Exercise inputs START

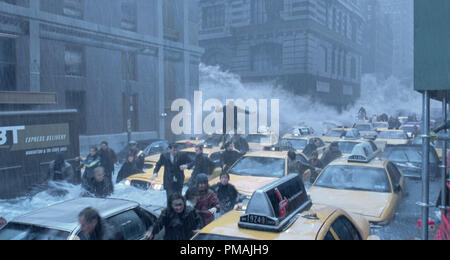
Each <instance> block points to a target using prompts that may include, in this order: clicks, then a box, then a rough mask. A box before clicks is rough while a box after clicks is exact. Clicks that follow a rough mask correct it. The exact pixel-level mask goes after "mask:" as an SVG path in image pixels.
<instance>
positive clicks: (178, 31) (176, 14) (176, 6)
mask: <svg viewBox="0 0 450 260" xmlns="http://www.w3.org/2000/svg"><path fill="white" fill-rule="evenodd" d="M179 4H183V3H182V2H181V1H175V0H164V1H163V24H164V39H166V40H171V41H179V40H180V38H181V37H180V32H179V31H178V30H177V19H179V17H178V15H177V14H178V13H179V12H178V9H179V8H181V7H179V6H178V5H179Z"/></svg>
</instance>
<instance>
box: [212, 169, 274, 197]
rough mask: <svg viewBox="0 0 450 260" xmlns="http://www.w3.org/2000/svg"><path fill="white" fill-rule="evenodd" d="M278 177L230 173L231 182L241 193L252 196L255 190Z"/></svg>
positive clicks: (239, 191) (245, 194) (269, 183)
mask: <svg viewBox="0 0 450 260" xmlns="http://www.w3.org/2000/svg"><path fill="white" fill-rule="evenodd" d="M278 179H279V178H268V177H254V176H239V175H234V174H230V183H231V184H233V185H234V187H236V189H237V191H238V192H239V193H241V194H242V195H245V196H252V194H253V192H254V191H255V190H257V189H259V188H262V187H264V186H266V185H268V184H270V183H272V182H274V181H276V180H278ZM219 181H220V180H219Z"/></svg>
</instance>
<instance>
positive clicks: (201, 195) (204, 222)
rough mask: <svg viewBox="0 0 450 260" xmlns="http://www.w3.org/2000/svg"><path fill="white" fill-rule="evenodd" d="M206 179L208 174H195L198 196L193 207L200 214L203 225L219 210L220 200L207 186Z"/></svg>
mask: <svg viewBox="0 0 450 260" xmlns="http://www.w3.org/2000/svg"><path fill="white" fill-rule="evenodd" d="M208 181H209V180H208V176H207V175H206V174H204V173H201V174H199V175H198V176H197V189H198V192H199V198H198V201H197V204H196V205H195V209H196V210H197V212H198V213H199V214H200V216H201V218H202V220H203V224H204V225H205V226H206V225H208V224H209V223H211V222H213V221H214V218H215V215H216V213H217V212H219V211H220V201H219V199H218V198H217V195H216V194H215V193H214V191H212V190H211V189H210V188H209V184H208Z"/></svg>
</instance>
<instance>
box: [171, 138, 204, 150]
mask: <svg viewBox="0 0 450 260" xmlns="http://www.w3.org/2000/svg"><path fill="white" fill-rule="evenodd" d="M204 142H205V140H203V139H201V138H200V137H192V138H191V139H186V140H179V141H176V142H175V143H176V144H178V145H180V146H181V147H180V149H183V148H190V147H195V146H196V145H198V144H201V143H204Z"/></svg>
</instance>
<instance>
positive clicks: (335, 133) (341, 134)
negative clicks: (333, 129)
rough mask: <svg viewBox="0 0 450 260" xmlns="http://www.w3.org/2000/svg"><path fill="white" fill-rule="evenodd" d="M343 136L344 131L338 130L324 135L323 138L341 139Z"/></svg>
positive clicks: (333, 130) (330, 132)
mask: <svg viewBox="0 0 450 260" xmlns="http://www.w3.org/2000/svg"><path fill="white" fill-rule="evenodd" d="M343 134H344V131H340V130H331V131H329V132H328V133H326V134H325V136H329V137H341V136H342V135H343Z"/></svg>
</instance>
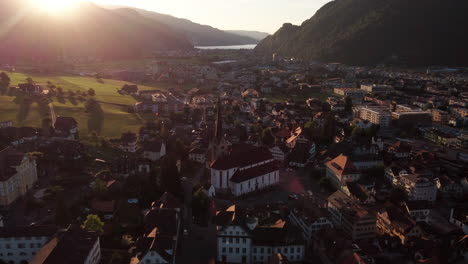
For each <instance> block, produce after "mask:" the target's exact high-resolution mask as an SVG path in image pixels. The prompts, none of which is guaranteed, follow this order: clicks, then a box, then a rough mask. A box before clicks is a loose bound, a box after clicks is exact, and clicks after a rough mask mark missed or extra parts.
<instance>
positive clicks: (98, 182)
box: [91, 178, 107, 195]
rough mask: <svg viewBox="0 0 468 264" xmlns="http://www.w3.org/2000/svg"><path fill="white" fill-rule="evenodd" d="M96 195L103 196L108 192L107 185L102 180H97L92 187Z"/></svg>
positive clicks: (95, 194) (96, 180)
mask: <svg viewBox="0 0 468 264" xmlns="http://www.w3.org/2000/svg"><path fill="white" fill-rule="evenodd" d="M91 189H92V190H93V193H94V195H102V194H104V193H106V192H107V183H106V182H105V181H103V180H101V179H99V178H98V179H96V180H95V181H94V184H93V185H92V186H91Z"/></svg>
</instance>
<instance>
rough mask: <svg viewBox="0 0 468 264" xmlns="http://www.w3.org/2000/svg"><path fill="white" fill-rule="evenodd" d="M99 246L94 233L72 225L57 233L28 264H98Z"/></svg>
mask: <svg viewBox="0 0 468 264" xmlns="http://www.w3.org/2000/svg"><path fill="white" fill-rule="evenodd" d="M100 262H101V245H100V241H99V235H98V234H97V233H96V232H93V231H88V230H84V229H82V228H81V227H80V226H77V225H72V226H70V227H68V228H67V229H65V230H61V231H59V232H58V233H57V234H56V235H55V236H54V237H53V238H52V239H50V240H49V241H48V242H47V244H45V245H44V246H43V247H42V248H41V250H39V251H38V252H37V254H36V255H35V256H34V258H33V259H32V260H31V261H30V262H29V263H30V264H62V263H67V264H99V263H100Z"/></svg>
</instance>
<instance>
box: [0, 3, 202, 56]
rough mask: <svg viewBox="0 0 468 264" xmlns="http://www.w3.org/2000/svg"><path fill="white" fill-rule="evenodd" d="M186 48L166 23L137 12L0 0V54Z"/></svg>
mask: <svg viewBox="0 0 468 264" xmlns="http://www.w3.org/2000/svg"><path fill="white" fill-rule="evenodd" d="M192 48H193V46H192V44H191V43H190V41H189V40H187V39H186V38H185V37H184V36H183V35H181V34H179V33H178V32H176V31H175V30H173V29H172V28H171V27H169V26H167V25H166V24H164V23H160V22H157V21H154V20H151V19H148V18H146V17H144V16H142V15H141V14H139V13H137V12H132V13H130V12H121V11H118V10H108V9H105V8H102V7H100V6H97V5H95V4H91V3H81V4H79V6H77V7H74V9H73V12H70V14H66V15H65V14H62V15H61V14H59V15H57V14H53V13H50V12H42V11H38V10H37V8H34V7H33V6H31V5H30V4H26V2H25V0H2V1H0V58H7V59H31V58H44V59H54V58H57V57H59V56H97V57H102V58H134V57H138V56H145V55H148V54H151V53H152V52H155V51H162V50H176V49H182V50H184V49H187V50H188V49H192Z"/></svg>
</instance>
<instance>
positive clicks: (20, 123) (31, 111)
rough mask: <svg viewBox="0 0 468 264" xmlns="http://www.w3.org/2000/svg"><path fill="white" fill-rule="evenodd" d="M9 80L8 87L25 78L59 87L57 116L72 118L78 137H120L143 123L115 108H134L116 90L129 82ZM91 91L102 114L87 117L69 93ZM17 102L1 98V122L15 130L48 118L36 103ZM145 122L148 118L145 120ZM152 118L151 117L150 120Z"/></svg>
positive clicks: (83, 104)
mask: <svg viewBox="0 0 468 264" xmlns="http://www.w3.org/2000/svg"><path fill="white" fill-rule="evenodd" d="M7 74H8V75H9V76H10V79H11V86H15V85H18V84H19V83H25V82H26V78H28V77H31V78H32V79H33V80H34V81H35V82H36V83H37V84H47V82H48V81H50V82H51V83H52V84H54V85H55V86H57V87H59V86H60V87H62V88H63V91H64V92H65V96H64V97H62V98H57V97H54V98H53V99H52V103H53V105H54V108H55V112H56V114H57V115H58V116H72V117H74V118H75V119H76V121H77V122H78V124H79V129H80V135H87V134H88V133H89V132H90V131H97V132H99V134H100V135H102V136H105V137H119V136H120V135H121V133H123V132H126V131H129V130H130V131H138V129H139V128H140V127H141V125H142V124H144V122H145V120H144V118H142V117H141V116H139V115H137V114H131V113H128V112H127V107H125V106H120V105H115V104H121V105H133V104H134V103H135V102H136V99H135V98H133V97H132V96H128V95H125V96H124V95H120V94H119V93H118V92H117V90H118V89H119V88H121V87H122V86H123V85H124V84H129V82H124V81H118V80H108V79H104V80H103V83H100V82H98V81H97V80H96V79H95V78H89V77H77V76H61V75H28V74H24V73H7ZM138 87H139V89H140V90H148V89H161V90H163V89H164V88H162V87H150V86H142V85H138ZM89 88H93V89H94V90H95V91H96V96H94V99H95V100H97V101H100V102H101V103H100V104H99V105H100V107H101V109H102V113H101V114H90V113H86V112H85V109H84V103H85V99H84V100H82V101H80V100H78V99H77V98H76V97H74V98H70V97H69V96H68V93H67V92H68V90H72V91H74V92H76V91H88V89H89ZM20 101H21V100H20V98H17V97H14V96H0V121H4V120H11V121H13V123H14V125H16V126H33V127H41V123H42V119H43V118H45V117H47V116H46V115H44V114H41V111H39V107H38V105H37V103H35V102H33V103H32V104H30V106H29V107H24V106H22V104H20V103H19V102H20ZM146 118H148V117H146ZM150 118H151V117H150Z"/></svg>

Exercise inputs END

#### [Brief]
Could you switch "rough mask" to "approximate mask" in the items from the line with "195L103 196L108 192L107" to the line with "positive clicks: (95, 194) (96, 180)", leaving everything else as it is, and give back only those lines?

#### [Response]
approximate mask: <svg viewBox="0 0 468 264" xmlns="http://www.w3.org/2000/svg"><path fill="white" fill-rule="evenodd" d="M96 195L103 196L108 192L107 185L102 180H97L92 187Z"/></svg>
positive clicks: (95, 194) (96, 180)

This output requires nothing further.